Given problem: Find each line in the items below that contains the word "black", and copy every such line in full.

==== Extracted records ====

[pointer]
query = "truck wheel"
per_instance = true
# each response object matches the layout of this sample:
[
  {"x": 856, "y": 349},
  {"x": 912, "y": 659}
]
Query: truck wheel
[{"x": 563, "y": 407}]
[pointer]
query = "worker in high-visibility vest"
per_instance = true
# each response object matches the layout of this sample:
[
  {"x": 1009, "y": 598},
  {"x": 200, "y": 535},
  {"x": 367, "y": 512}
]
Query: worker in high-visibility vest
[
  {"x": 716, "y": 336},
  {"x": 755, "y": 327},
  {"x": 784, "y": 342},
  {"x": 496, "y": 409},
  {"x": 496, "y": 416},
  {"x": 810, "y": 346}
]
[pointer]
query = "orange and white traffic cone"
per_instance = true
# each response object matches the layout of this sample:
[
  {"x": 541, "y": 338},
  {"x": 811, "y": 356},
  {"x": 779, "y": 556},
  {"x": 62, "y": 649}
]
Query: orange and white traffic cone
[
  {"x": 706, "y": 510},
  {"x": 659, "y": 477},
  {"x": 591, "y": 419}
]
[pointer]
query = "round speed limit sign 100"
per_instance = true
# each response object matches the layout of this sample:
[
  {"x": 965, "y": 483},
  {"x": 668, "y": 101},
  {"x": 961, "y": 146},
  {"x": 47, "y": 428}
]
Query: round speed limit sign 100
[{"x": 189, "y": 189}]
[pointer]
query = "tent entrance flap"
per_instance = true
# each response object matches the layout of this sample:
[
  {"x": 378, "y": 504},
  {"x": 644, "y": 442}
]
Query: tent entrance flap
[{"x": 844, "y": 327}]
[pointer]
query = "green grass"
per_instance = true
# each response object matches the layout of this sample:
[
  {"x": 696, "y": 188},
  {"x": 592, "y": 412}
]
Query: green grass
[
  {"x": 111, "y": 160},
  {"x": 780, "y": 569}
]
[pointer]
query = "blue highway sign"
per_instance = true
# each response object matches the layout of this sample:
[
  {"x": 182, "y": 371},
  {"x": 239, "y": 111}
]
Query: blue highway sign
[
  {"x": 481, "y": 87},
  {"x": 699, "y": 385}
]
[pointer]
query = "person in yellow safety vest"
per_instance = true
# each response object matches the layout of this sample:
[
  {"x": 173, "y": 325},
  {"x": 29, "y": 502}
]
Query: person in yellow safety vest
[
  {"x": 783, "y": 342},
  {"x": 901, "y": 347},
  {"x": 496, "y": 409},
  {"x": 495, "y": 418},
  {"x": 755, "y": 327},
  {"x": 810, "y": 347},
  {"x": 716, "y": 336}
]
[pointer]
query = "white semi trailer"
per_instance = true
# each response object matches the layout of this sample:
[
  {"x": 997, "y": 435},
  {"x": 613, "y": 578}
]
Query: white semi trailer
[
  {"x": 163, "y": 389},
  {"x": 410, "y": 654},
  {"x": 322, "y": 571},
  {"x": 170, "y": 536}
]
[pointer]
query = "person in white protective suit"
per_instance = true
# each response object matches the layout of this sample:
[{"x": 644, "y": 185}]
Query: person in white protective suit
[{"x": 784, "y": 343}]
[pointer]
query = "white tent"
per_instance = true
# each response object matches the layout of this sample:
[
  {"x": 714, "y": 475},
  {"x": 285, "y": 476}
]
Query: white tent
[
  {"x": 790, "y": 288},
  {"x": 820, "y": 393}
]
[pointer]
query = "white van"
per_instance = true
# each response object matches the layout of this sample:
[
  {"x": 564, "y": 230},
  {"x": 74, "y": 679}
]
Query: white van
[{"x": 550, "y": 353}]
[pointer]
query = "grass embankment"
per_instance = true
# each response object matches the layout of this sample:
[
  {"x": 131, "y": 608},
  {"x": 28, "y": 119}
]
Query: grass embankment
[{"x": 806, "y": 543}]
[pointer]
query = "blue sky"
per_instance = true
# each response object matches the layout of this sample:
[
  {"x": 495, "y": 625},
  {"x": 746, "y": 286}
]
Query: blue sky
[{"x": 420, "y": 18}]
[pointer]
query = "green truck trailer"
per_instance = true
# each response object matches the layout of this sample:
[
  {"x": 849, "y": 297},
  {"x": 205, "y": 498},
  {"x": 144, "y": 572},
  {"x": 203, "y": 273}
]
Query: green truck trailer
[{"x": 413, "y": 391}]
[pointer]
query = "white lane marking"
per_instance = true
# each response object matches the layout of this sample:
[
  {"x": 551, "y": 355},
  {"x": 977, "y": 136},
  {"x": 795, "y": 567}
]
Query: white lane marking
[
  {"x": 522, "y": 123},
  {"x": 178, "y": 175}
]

====
==== Extracted records ====

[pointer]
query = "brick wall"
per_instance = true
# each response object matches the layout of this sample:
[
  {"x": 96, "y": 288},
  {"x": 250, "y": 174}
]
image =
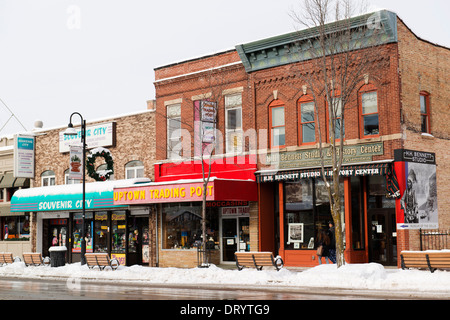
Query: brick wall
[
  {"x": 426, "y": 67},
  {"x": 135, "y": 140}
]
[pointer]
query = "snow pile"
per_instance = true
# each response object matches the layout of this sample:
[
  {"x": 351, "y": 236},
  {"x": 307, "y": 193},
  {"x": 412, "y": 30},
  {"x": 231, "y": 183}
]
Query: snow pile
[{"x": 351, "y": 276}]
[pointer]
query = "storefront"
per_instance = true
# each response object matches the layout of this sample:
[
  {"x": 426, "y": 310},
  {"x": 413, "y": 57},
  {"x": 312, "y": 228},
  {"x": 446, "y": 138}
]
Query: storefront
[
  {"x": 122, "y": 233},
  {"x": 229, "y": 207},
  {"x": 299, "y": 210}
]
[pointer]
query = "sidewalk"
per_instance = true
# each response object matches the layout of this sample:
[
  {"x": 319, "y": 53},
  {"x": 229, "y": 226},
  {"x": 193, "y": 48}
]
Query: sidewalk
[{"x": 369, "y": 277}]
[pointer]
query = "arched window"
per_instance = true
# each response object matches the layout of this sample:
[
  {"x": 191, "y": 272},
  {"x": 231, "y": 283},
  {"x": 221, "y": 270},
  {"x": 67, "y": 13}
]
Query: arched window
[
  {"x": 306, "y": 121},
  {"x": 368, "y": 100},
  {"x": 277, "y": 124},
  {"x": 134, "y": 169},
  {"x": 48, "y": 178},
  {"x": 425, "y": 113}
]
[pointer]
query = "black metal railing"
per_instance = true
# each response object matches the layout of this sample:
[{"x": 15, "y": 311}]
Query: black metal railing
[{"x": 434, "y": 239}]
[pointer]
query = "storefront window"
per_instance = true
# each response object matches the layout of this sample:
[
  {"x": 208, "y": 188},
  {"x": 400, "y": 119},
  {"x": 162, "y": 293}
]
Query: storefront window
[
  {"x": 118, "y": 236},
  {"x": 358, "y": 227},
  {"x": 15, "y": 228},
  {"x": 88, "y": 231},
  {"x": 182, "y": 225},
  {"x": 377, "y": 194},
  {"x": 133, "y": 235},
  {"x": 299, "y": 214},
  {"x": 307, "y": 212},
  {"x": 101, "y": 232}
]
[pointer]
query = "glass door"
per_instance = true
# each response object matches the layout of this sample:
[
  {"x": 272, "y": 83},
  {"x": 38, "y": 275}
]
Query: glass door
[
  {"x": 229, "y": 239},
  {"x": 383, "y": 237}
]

====
==== Extracted records ====

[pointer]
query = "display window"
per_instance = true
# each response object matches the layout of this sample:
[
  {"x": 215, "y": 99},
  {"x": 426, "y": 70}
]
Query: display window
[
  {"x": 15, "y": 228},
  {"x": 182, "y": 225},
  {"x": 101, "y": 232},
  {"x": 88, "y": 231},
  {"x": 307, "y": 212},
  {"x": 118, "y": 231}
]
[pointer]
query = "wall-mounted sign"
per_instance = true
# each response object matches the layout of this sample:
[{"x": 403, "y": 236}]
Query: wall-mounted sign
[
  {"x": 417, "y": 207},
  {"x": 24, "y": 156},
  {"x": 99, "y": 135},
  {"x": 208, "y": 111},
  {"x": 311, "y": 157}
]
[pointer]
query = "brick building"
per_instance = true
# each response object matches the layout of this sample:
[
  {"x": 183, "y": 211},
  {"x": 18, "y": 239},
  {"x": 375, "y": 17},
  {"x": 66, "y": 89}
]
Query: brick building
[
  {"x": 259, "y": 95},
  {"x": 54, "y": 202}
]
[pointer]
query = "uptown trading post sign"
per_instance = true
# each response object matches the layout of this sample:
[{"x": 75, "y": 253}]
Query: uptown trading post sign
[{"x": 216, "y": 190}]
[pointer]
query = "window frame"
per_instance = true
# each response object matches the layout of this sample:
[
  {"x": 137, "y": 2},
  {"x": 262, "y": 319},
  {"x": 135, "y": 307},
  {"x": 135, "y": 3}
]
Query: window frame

====

Output below:
query = "black metal railing"
Query: black metal railing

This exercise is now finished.